# The tasks
**a)** Using the passage on Will's war columns, decide whether each statement is true. Answer yes or no for each, and quote the words of the passage that settle it.
(i) Will's columns on Afghanistan and Iraq appeared in the fall of 2009.
(ii) Will set a looser standard for the surge's success than its boosters did.
(iii) Chuck Hagel is given as an example of a wavering Republican.
**b)** The passage on Will's war columns cites one person's treatment to show that dismissing antiwar conservatives was still possible. Who is that person?
**c)** Extend the passage on Will's war columns, starting after its final sentence.

In the fall of 2009, Will wrote back-to-back columns calling for American withdrawal from Afghanistan and Iraq. He observed that “nation-building would be impossible even if we knew how, and even if Afghanistan were not the second-worst place to try.” Will arrived at the same conclusion concerning Iraq. “If, in spite of contrary evidence, the U.S. surge permanently dampened sectarian violence, all U.S. forces can come home sooner than the end of 2011,” he wrote. “If, however, the surge did not so succeed, U.S. forces must come home sooner.” Will thus adopted a stricter standard for the surge’s success than its boosters did: the surge worked only if it created conditions that allow us to extricate ourselves from Iraq with a minimum of American and Iraqi bloodshed.


The question is what influence Will’s evolving views will have over the foreign-policy debate. Had he taken these positions from the very beginning, he might have convinced a few more wavering Republicans—think Chuck Hagel—to vote against invading Iraq. Certainly, he would have made it harder to dismiss antiwar conservatives as unpatriotic cranks (though not impossible, as we learned from the treatment of Robert Novak). What impact can he have now?

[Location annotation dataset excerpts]
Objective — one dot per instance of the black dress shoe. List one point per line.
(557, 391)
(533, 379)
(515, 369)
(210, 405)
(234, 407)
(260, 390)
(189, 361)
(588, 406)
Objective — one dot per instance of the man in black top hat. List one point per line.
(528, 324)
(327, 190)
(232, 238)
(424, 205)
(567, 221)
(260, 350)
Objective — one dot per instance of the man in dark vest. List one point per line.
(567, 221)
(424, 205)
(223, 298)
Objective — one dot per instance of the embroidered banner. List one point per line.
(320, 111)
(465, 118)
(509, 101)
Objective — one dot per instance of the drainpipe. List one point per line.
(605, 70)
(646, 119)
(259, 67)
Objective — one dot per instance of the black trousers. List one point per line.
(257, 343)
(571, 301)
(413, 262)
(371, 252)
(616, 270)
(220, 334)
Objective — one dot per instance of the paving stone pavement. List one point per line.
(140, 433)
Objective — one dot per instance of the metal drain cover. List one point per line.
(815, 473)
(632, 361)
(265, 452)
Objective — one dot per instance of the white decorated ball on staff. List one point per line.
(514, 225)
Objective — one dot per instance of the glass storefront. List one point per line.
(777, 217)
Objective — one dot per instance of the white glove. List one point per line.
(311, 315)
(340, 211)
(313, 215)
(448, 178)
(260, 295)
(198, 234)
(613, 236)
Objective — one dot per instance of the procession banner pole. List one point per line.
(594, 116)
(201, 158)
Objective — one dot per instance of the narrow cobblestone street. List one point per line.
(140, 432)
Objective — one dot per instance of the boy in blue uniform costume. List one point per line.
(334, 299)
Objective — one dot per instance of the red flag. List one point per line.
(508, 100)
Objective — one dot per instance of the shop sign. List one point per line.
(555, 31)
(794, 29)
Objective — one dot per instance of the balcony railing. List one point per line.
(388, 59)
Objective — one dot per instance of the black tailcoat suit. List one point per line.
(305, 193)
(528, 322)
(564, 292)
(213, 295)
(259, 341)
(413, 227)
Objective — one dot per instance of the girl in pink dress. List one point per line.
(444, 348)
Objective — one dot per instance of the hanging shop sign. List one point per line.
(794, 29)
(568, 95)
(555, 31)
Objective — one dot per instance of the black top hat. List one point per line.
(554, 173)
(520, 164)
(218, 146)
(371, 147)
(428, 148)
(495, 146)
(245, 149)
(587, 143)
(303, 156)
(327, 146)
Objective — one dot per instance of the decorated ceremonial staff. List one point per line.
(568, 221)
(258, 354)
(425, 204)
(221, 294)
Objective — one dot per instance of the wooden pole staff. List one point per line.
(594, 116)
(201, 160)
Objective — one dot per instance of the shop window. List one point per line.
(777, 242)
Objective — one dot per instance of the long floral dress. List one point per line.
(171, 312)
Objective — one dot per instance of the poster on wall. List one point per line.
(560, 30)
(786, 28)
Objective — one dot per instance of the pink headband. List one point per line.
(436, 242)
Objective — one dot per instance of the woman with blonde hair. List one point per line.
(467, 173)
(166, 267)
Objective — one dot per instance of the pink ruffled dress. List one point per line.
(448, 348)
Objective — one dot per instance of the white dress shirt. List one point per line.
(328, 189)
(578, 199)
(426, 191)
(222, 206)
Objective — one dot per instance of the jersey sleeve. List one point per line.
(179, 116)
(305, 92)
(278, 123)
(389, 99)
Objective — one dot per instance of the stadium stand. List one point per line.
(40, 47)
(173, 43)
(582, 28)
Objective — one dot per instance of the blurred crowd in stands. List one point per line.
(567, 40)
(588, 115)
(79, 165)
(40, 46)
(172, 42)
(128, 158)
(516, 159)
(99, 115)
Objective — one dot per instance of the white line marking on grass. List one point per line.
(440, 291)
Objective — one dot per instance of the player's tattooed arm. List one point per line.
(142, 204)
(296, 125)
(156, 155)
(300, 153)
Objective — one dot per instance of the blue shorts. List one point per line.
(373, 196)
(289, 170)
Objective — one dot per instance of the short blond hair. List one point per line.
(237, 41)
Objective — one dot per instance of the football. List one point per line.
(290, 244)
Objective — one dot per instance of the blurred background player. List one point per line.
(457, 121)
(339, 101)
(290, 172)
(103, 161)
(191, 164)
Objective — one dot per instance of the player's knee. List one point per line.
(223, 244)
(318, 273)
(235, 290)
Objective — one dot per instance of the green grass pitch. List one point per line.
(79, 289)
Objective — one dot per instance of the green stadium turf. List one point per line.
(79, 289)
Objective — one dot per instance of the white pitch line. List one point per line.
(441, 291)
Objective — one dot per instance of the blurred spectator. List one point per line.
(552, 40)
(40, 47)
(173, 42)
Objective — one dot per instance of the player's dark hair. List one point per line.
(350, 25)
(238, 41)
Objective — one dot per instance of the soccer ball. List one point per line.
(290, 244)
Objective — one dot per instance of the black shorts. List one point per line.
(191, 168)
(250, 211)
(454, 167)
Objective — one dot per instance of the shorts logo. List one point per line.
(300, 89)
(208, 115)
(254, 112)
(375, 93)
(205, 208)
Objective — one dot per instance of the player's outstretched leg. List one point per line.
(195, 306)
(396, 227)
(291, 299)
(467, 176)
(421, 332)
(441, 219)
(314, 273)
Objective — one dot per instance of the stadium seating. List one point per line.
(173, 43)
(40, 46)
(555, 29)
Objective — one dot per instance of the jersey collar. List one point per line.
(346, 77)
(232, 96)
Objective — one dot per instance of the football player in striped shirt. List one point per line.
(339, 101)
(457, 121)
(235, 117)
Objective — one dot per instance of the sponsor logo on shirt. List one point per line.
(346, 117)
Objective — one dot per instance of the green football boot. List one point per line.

# In response
**a)**
(i) Yes: "In the fall of 2009, Will wrote back-to-back columns calling for American withdrawal from Afghanistan and Iraq."
(ii) No: "Will thus adopted a stricter standard for the surge’s success than its boosters did"
(iii) Yes: "think Chuck Hagel"

**b)** Robert Novak.

**c)**
Alex Koppelman of Salon argued, “it’s almost certainly not going to be a Cronkite and Vietnam moment” because “Will doesn’t hold the sway he used to” among the Republican faithful. To some extent this is true; Will is no Rush Limbaugh. But his newspaper and Newsweek columns are more widely read than most of his critics. Now that these are Obama’s wars, Republicans are more open to voting against funding them and declaring them lost. The GOP has a new incentive to distance itself from Middle East failures. Perhaps George Will has shown the way.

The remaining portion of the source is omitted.